- EXERCISE PROMPT -
Copy the data exactly. Images are the one exception.

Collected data
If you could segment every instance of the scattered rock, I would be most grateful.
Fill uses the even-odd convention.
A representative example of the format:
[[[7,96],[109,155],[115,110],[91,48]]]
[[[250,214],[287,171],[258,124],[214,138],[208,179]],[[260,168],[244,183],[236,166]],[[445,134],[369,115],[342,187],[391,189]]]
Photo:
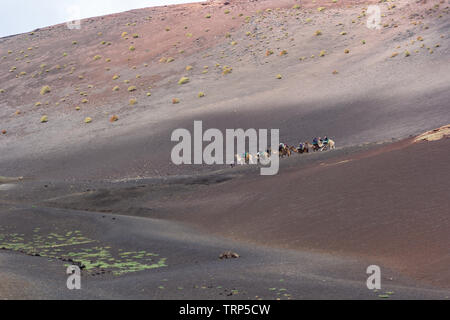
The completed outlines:
[[[236,252],[232,252],[232,251],[226,251],[219,256],[219,259],[221,259],[221,260],[223,260],[223,259],[238,259],[238,258],[240,258],[240,255],[238,255]]]

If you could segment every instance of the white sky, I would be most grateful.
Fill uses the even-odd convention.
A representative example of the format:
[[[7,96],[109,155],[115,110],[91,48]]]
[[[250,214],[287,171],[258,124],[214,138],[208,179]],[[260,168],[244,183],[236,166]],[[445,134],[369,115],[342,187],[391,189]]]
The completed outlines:
[[[199,0],[0,0],[0,37],[74,20],[71,8],[79,8],[78,18],[84,19],[188,2]]]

- RESPONSE FOR THIS EXERCISE -
If you could segment every instance of the scattered rock, I would be most grateful.
Fill uses the even-odd convention.
A representative example of the format:
[[[7,96],[109,155],[115,110],[91,48]]]
[[[250,214],[287,171],[258,124],[214,138],[208,179]],[[260,168],[244,183],[236,166]],[[445,134],[369,115],[342,187],[391,189]]]
Photo:
The completed outlines:
[[[236,252],[232,252],[232,251],[226,251],[219,256],[219,259],[221,259],[221,260],[223,260],[223,259],[238,259],[238,258],[240,258],[240,255],[238,255]]]

If you could segment every instance of the white sky, I would be most grateful.
Fill uses the even-odd convention.
A representative example of the format:
[[[7,96],[109,155],[115,110],[91,48]]]
[[[250,214],[287,171],[258,124],[214,138],[208,179]],[[260,168],[244,183],[236,166]],[[445,134],[369,115],[342,187],[391,189]]]
The completed outlines:
[[[199,0],[0,0],[0,37],[74,20],[71,8],[79,8],[78,18],[84,19],[188,2]]]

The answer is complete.